→ Document excerpt:
• • • •

What Is Googlebot & How Does It Work?

Patrick Stox is a Product Advisor, Technical SEO, & Brand Ambassador at Ahrefs. He was the lead author for the SEO chapter of the 2021 Web Almanac and a reviewer for the 2022 SEO chapter. He also co-wrote the SEO Book For Beginners by Ahrefs and was the Technical Review Editor for The Art of SEO 4th Edition. He’s an organizer for the Triangle SEO Meetup, the Tech SEO Connect conference, he runs a Technical SEO Slack group, and is a moderator for /r/TechSEO on Reddit.

Article Performance

Data from Ahrefs

Organic traffic
103
Linking websites
77

Googlebot is the web crawler used by Google to gather the information needed and build a searchable index of the web. Googlebot has mobile and desktop crawlers, as well as specialized crawlers for news, images, videos, and more.

There are more crawlers Google uses for specific tasks, and each crawler will identify itself with a different string of text called a “user agent.” Googlebot is evergreen, meaning it sees websites as users would in the latest Chrome browser.

Googlebot name	User-agent string
Googlebot Smartphone	Mozilla/5.0 (Linux; Android 6.0.1; Nexus 5X Build/MMB29P) AppleWebKit/537.36 (KHTML, like Gecko) Chrome/W.X.Y.Z Mobile Safari/537.36 (compatible; Googlebot/2.1; +http://www.google.com/bot.html)
Googlebot Desktop	Mozilla/5.0 AppleWebKit/537.36 (KHTML, like Gecko; compatible; Googlebot/2.1; +http://www.google.com/bot.html) Chrome/W.X.Y.Z Safari/537.36 Sometimes: Mozilla/5.0 (compatible; Googlebot/2.1; +http://www.google.com/bot.html) Googlebot/2.1 (+http://www.google.com/bot.html)
Googlebot Image	Googlebot-Image/1.0
Googlebot Video	Googlebot-Video/1.0
Googlebot News	uses standard Googlebot strings
Google StoreBot Mobile	Mozilla/5.0 (Linux; Android 8.0; Pixel 2 Build/OPD3.170816.012; Storebot-Google/1.0) AppleWebKit/537.36 (KHTML, like Gecko) Chrome/W.X.Y.Z Mobile Safari/537.36
Google StoreBot Desktop	Mozilla/5.0 (X11; Linux x86_64; Storebot-Google/1.0) AppleWebKit/537.36 (KHTML, like Gecko) Chrome/W.X.Y.Z Safari/537.36
Google-InspectionTool Mobile	Mozilla/5.0 (Linux; Android 6.0.1; Nexus 5X Build/MMB29P) AppleWebKit/537.36 (KHTML, like Gecko) Chrome/W.X.Y.Z Mobile Safari/537.36 (compatible; Google-InspectionTool/1.0;)
Google-InspectionTool Desktop	Mozilla/5.0 (compatible; Google-InspectionTool/1.0;)

• • • •

→ Requirements:
(1) Reproduce the stretch of the Googlebot article from "Googlebot is the" through "latest Chrome browser." word for word.
(2) In the Googlebot article's table of crawlers, list every crawler name that ends with the word "Desktop."

• • • •

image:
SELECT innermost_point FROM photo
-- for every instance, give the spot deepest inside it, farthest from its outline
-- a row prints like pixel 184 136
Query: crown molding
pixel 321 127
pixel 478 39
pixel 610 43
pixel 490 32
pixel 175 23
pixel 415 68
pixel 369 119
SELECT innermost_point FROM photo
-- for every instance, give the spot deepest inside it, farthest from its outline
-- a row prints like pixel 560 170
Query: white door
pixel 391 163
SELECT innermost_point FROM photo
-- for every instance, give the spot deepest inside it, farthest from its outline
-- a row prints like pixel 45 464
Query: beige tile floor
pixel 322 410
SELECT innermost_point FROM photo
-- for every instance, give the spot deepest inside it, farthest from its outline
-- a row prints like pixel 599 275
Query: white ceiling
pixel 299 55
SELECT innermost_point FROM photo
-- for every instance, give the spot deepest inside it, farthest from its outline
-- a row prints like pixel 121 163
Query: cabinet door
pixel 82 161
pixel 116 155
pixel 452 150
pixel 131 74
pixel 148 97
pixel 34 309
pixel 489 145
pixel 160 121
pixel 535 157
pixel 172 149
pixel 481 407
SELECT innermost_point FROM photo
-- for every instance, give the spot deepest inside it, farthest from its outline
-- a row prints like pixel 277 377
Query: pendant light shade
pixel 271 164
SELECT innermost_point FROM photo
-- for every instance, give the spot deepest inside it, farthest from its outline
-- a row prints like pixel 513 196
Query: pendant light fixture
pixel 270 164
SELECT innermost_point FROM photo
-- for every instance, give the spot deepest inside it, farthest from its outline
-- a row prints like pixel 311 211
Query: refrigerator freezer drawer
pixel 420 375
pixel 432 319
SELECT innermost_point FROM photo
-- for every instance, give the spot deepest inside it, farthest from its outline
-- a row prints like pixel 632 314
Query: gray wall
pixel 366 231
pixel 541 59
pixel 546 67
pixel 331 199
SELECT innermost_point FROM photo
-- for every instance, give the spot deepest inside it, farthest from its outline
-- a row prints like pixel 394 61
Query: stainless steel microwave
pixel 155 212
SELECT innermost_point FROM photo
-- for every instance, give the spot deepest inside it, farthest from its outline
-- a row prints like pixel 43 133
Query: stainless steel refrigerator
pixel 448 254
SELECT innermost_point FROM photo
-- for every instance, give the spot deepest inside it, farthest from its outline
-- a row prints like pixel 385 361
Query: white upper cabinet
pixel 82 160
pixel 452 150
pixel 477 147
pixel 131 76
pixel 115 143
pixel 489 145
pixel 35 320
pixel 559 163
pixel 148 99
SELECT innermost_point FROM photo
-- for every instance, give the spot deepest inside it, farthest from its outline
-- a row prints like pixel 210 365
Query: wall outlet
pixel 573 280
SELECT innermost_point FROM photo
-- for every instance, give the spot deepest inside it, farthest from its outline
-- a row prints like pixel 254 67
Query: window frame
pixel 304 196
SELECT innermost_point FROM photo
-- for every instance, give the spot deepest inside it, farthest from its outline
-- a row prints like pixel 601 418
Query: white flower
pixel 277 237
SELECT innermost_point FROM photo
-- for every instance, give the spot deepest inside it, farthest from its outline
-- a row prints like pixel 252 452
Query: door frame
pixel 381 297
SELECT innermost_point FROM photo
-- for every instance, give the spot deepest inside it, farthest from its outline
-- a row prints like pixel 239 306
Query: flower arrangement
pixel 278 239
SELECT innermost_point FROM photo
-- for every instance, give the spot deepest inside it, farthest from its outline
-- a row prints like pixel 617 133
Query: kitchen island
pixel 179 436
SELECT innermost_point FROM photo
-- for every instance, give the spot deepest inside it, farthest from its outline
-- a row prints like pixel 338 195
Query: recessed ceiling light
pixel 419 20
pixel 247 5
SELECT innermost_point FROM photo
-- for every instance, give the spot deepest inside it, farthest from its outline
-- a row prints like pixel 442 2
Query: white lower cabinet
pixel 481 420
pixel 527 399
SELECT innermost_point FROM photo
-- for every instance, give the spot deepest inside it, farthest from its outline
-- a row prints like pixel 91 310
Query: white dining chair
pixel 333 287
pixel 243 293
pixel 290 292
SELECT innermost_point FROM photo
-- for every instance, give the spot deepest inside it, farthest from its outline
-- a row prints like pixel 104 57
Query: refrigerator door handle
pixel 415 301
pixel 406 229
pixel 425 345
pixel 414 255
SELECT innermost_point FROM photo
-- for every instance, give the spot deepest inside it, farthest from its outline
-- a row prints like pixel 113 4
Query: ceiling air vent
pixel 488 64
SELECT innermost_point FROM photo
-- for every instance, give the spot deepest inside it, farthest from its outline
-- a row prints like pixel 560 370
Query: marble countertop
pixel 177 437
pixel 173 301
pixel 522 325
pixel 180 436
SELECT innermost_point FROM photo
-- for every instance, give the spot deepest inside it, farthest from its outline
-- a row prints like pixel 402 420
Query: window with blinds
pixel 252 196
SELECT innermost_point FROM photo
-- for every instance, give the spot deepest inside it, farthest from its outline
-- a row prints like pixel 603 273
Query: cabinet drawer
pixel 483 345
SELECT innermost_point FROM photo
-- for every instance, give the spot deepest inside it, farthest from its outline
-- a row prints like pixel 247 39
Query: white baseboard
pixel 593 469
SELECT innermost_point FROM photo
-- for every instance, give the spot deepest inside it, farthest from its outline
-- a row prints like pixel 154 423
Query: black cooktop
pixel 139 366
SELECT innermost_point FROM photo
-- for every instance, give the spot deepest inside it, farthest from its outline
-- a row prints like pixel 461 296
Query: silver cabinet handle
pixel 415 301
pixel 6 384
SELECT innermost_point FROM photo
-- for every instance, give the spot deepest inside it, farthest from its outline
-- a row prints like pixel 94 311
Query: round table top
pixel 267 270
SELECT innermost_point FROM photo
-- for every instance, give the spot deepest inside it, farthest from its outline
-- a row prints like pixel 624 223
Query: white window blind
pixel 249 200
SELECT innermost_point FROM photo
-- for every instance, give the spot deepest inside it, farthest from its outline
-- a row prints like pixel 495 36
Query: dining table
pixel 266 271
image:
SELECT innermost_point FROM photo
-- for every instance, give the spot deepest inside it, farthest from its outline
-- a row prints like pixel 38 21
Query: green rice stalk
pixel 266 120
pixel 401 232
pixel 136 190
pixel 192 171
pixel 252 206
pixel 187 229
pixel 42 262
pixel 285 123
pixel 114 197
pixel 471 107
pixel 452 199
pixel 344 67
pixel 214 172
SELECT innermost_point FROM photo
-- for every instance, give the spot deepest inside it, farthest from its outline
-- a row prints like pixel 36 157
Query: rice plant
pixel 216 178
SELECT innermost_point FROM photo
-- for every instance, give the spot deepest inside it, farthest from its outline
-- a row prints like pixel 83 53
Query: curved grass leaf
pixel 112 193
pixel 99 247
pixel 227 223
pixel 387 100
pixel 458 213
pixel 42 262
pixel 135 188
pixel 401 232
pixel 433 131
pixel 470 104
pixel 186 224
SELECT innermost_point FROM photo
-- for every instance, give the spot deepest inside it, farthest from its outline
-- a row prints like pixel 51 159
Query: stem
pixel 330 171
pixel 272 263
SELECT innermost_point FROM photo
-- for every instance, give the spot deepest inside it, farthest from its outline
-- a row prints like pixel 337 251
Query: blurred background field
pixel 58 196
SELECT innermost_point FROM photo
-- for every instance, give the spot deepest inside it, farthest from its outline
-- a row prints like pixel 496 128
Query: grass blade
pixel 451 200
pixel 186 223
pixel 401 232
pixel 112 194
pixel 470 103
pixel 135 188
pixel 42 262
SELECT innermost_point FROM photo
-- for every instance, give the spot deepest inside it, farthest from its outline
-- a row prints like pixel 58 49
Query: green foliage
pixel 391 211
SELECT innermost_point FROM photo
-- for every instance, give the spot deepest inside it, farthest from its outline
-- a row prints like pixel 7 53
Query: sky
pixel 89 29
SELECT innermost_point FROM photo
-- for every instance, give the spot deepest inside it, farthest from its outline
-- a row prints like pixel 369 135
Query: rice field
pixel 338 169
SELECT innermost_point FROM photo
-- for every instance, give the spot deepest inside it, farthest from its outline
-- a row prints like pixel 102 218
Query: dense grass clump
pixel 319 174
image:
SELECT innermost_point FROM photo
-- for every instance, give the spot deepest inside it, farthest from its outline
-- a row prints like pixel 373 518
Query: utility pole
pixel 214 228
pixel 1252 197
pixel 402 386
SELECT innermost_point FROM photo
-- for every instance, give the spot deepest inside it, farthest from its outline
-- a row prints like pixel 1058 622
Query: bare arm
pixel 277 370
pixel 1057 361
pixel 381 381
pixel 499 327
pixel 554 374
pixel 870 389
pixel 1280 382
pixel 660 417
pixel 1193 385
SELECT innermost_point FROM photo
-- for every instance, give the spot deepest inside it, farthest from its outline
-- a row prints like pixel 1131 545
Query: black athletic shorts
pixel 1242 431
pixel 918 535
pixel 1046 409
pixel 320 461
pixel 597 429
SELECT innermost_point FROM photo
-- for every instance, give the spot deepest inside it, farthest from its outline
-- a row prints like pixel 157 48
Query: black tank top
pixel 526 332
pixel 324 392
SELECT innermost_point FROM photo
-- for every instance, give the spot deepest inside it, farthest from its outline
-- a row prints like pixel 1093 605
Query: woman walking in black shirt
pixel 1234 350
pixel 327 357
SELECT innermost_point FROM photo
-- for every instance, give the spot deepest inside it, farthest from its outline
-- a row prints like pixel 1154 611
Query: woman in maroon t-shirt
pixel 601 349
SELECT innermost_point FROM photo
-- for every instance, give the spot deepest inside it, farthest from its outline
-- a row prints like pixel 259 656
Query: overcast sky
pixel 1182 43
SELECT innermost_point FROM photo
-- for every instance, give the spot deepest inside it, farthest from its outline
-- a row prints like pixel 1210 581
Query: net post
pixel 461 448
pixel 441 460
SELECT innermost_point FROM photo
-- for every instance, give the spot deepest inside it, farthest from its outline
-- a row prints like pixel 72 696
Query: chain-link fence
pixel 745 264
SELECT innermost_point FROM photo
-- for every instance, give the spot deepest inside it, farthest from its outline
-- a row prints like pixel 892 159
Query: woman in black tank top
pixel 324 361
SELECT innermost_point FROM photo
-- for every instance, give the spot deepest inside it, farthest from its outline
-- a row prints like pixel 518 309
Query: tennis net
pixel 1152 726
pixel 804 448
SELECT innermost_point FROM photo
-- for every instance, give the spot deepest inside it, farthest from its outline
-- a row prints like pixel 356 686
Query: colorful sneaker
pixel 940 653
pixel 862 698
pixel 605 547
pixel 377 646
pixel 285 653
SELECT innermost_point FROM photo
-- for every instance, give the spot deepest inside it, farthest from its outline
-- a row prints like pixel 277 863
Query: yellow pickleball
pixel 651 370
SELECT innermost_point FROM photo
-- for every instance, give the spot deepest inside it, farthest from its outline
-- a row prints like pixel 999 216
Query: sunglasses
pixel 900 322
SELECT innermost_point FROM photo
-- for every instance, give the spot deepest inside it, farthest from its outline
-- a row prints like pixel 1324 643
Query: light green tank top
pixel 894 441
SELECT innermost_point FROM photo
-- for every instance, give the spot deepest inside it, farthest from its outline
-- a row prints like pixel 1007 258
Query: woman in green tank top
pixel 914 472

• • • •

→ Outputs in order:
(1)
Googlebot is the web crawler used by Google to gather the information needed and build a searchable index of the web. Googlebot has mobile and desktop crawlers, as well as specialized crawlers for news, images, videos, and more.

There are more crawlers Google uses for specific tasks, and each crawler will identify itself with a different string of text called a “user agent.” Googlebot is evergreen, meaning it sees websites as users would in the latest Chrome browser.

(2)
Googlebot Desktop
Google StoreBot Desktop
Google-InspectionTool Desktop